Article ::
::::::::

3.1. Sample Characterization
The crystal phases of MATP and Mn8Cuy-MATP samples were determined by XRD analysis, as shown in Fig. 2. After magnetic modification, distinct diffraction peaks were observed at 30.233°, 35.576°, 37.214°, 43.207°, 53.606°, 57.132° and 62.722°, corresponding to magnetic Fe3O4 (PDF 75 − 0033) particles (Xu et al. 2019). This phenomenon indicated that the magnetic component had been successfully loaded onto the ATP surface. After introducing the elements Mn and Cu, peaks were observed at 2θ values of 30.118°, 35.485°, 37.169°, 43.176°, 53.639°, 57.137° and 62.786°, corresponding to Mn3O4 (PDF 13–0162) (Liu et al. 2018). The peak intensity was slightly increased due to the high overlap of the diffraction peaks of Mn3O4 with Fe3O4. Besides, this phenomenon may also be ascribed to the increase of Fe3O4 crystallinity caused by introducing manganese and copper oxides. In addition, the diffraction peaks associated with MnO2 were not observed, which can be attributed to the existence of amorphous phase (Shan et al. 2019). The diffraction peaks at 36.512°, 42.401° and 61.471° belonged to Cu2O (PDF 65-3288) were obversed, while the distinct reflection at 35.477° and 38.560° could be ascribed to CuO (PDF 48-1548) (Hosseini et al. 2014). This phenomenon elucidated that the Cu2O and CuO coexisted on the sample. As the content of Cu increased, the diffraction peak of Mn3O4 decreased imperceptibly, which can be ascribed to a synergistic effect between copper and manganese oxides, thereby preventing manganese oxides from reaching the crystal structure. Such the synergistic effect can improve the oxygen vacancies and presumably the high catalytic activity (Cao et al. 2012). However, the crystallinity increased slightly when the Cu content was greater than 5, which reflectd that the excessive CuOx was not conducive to the dispersion of Mn species.

::::::::

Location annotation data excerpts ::

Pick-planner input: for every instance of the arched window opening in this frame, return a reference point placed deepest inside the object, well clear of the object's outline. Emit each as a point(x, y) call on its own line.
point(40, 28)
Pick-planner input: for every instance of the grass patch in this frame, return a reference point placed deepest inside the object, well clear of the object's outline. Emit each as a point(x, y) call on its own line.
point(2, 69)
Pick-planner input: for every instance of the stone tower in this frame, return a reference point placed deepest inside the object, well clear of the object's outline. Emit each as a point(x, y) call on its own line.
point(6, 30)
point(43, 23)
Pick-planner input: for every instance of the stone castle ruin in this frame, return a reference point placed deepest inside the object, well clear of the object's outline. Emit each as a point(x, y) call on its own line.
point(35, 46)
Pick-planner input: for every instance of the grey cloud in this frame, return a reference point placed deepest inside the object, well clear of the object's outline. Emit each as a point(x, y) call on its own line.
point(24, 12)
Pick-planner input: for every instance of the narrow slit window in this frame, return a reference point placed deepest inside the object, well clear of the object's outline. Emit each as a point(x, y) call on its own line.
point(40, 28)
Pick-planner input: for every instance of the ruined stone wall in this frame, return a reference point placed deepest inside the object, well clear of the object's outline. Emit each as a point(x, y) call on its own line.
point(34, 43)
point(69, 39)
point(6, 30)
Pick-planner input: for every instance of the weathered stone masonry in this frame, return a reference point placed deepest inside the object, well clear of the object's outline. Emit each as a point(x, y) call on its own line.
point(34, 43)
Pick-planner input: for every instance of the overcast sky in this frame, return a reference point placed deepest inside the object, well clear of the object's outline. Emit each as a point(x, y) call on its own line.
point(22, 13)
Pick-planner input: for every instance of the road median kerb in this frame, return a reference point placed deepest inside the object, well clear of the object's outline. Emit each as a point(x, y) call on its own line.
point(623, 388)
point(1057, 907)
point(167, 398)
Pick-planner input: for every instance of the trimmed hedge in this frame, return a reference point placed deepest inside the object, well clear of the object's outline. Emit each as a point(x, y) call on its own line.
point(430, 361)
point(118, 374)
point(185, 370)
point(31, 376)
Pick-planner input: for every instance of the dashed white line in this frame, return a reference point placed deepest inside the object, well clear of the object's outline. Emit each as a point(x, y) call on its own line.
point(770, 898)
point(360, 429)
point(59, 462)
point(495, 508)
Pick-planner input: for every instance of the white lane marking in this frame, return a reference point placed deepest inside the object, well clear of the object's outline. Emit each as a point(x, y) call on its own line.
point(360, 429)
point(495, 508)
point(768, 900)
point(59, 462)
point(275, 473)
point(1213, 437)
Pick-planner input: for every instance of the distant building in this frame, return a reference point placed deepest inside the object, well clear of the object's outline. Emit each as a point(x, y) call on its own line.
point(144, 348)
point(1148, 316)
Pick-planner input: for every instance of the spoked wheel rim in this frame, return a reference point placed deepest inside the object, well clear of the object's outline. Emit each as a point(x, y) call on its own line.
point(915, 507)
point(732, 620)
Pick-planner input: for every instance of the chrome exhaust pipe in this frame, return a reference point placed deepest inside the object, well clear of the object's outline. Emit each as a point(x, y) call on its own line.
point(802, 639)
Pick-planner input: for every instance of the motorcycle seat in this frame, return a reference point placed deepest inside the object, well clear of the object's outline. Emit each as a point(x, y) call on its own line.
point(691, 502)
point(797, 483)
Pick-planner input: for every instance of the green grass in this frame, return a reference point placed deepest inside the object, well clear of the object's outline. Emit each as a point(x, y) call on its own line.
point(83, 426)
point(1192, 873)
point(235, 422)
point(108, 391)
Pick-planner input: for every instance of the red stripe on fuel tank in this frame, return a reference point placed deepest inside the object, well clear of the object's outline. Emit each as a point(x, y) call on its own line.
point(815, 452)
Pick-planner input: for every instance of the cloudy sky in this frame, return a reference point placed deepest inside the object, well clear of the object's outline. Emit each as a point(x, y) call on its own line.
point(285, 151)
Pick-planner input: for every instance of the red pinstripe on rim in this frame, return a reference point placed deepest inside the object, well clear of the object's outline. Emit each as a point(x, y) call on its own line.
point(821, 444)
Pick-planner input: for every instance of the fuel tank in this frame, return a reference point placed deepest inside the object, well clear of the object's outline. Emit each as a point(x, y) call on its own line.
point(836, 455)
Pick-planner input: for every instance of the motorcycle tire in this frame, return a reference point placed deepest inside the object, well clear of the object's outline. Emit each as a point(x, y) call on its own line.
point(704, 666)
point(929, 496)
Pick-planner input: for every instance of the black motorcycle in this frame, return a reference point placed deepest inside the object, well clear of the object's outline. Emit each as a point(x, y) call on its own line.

::::::::

Brief 1 ::
Answer these questions from the sample characterization section:
(a) Which PDF card is given for the magnetic Fe3O4 particles?
(b) What is the absence of MnO2 diffraction peaks attributed to?
(c) How did crystallinity change when the Cu content was greater than 5?
Brief 2 :: Resume the sample characterization section, picking up after its final sentence.

Exercise answer 1 ::
(a) PDF 75 − 0033.
(b) The existence of an amorphous phase.
(c) It increased slightly.

Exercise answer 2 ::
The surface morphology of the original ATP, MATP and Mn8Cuy-MATP were investigated by FE-SEM. As shown in Fig. 3a, it can be clearly seen that the original ATP contained a smooth rod-like morphology, which facilitates the formation of metal oxide particles on the surface (Zhang et al. 2014). After the magnetic modification, some small particles appeared on the surface of ATP, denoting the successful loading of the magnetic substance (Fig. 3b). As exhibited in Fig. 3c-g, more particles were formed on the surface after introducing copper and manganese oxides. In addition, the particles on the surface gradually increased and dispersed more uniformly with the increasing of Cu content, which was attributed to the interaction between copper and manganese oxides. Nevertheless, the agglomeration phenomenon was extremely obvious on the surface when the Cu content was greater than 5 (Fig. 3h), which inhibited the activity of the sample to a certain extent. These results were consistent with the aforementioned XRD results.
Table 1
BET characterization results for different metal loading catalysts.
Samples
|
BET surface area
(m2g− 1)
|
Pore Volume
(cm3g− 1)
|
Average pore diameter
(nm)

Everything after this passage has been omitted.